• CHALLENGE 1: Please copy out the whole Stephen Roach piece on Bernanke, word for word.
• CHALLENGE 2: Convert the records into a Markdown table with the columns Row and Line, starting at the beginning of the records and ending at the line that contains "(1090, 119)". Skip blank lines and omit the pictures.

Stephen Roach: The case against Bernanke
by ilene - August 26th, 2009 10:38 am
Stephen Roach: The case against Bernanke
Courtesy of Edward Harrison at Credit Writedowns
While most economists have come out in favor of Barack Obama’s decision to re-appoint Ben Bernanke as Chairman of the Federal Reserve Board, Stephen Roach has penned an Op-Ed in today’s Financial Times which highlights the case against Bernanke. It is must reading.
Roach has three main points.
- Before the Lehman bankruptcy, Bernanke was an adherent of the Greenspan-professed doctrine to “clean up after bubbles.” This is what others have called “The Greenspan Put,” otherwise known as an asymmetric monetary policy response – what I would term “lax during the bubble, and loose after it.” Clearly, this doctrine was responsible for much of the carnage.
- Bernanke was also a proponent of the “Asian Savings Glut” theory which puts much of the blame for global imbalances at Asia’s doorstep and exonerates over-consumption by American citizens for a credit crisis which began in America. I have called this the Blame Asia meme. While there may be excess savings, it is disingenuous to blame Asia for problems created in the United States.
- Bernanke, like Greenspan, is an ultra-free market Libertarian who believes markets always are better informed than regulators. This takes libertarian views to an extreme which I have dubbed “Deregulation as Crony Capitalism.” I see a more nuanced belief in free markets as more appropriate.

• INFORMATION SUPPLIED:
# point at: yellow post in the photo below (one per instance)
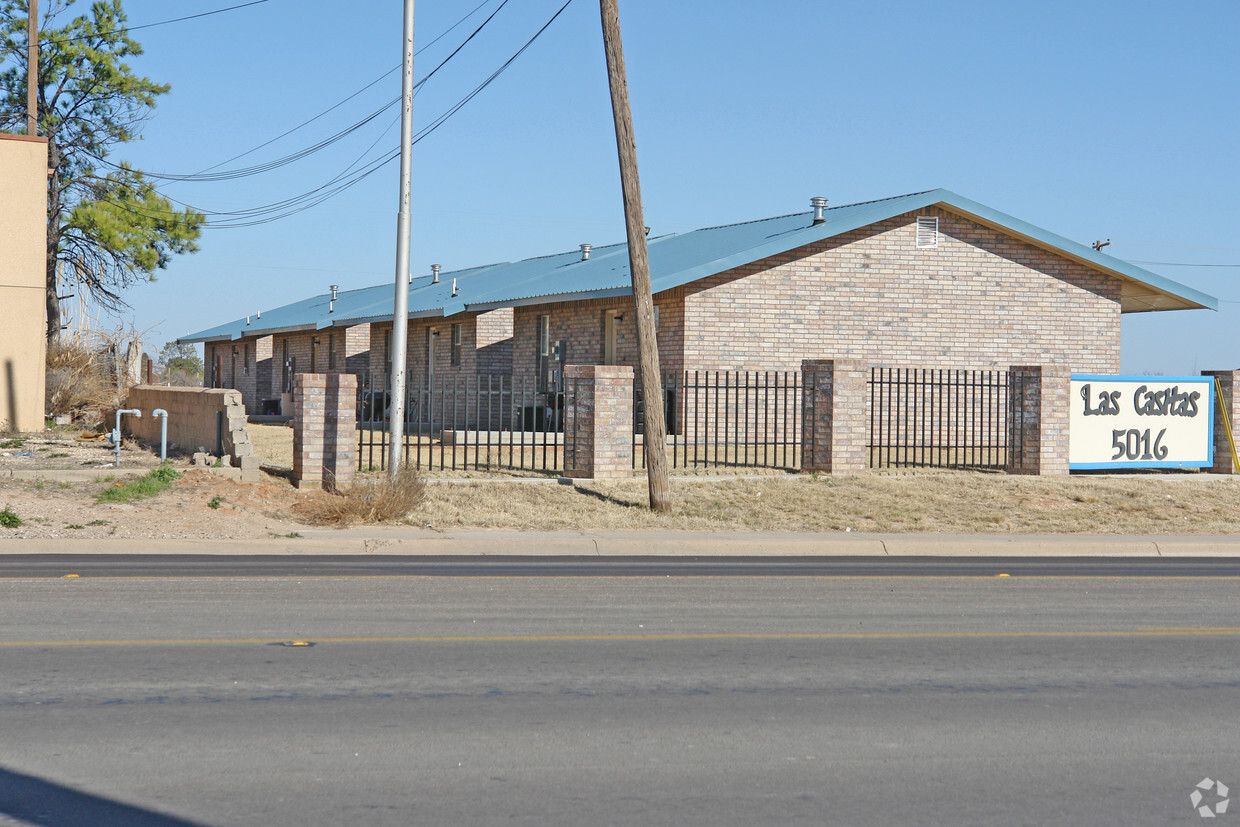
(1226, 425)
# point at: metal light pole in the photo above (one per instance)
(32, 71)
(401, 306)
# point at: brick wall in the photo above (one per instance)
(600, 420)
(835, 417)
(1230, 382)
(324, 430)
(580, 325)
(494, 341)
(978, 299)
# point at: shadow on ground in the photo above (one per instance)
(37, 801)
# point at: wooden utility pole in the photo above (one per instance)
(32, 70)
(639, 264)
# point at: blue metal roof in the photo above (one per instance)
(676, 260)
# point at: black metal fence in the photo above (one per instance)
(940, 418)
(719, 419)
(466, 423)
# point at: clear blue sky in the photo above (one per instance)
(1090, 119)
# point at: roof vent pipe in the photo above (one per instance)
(820, 206)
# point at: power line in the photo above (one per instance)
(205, 14)
(125, 30)
(294, 205)
(206, 175)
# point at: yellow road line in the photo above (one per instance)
(706, 636)
(988, 575)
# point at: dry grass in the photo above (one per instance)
(368, 501)
(79, 383)
(940, 502)
(926, 501)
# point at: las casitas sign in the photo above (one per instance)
(1141, 422)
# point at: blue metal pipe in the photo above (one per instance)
(115, 433)
(159, 413)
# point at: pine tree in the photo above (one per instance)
(104, 218)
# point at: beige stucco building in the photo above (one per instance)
(22, 284)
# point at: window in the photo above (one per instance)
(544, 362)
(387, 355)
(610, 318)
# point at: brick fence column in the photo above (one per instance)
(309, 428)
(1230, 383)
(340, 432)
(1039, 406)
(598, 427)
(833, 427)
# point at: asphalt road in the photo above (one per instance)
(636, 699)
(275, 566)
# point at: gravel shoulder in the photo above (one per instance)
(200, 506)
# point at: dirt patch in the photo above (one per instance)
(67, 450)
(200, 505)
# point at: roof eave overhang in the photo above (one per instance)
(1158, 291)
(544, 299)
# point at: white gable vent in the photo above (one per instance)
(928, 231)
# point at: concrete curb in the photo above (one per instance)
(489, 543)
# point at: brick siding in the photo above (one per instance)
(980, 299)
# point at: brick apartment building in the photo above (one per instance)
(928, 279)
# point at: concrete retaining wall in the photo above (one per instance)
(199, 419)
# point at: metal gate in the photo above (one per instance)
(939, 418)
(719, 419)
(466, 423)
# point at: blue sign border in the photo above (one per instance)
(1150, 464)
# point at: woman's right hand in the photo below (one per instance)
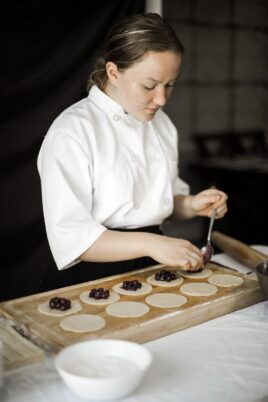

• TASK RESPONSE 1:
Stephen Roach: The case against Bernanke
by ilene - August 26th, 2009 10:38 am
Stephen Roach: The case against Bernanke
Courtesy of Edward Harrison at Credit Writedowns
While most economists have come out in favor of Barack Obama’s decision to re-appoint Ben Bernanke as Chairman of the Federal Reserve Board, Stephen Roach has penned an Op-Ed in today’s Financial Times which highlights the case against Bernanke. It is must reading.
Roach has three main points.
- Before the Lehman bankruptcy, Bernanke was an adherent of the Greenspan-professed doctrine to “clean up after bubbles.” This is what others have called “The Greenspan Put,” otherwise known as an asymmetric monetary policy response – what I would term “lax during the bubble, and loose after it.” Clearly, this doctrine was responsible for much of the carnage.
- Bernanke was also a proponent of the “Asian Savings Glut” theory which puts much of the blame for global imbalances at Asia’s doorstep and exonerates over-consumption by American citizens for a credit crisis which began in America. I have called this the Blame Asia meme. While there may be excess savings, it is disingenuous to blame Asia for problems created in the United States.
- Bernanke, like Greenspan, is an ultra-free market Libertarian who believes markets always are better informed than regulators. This takes libertarian views to an extreme which I have dubbed “Deregulation as Crony Capitalism.” I see a more nuanced belief in free markets as more appropriate.

• TASK RESPONSE 2:
| Row | Line |
|---|---|
| 1 | # point at: yellow post in the photo below (one per instance) |
| 2 | (1226, 425) |
| 3 | # point at: metal light pole in the photo above (one per instance) |
| 4 | (32, 71) |
| 5 | (401, 306) |
| 6 | # point at: brick wall in the photo above (one per instance) |
| 7 | (600, 420) |
| 8 | (835, 417) |
| 9 | (1230, 382) |
| 10 | (324, 430) |
| 11 | (580, 325) |
| 12 | (494, 341) |
| 13 | (978, 299) |
| 14 | # point at: shadow on ground in the photo above (one per instance) |
| 15 | (37, 801) |
| 16 | # point at: wooden utility pole in the photo above (one per instance) |
| 17 | (32, 70) |
| 18 | (639, 264) |
| 19 | # point at: blue metal roof in the photo above (one per instance) |
| 20 | (676, 260) |
| 21 | # point at: black metal fence in the photo above (one per instance) |
| 22 | (940, 418) |
| 23 | (719, 419) |
| 24 | (466, 423) |
| 25 | # point at: clear blue sky in the photo above (one per instance) |
| 26 | (1090, 119) |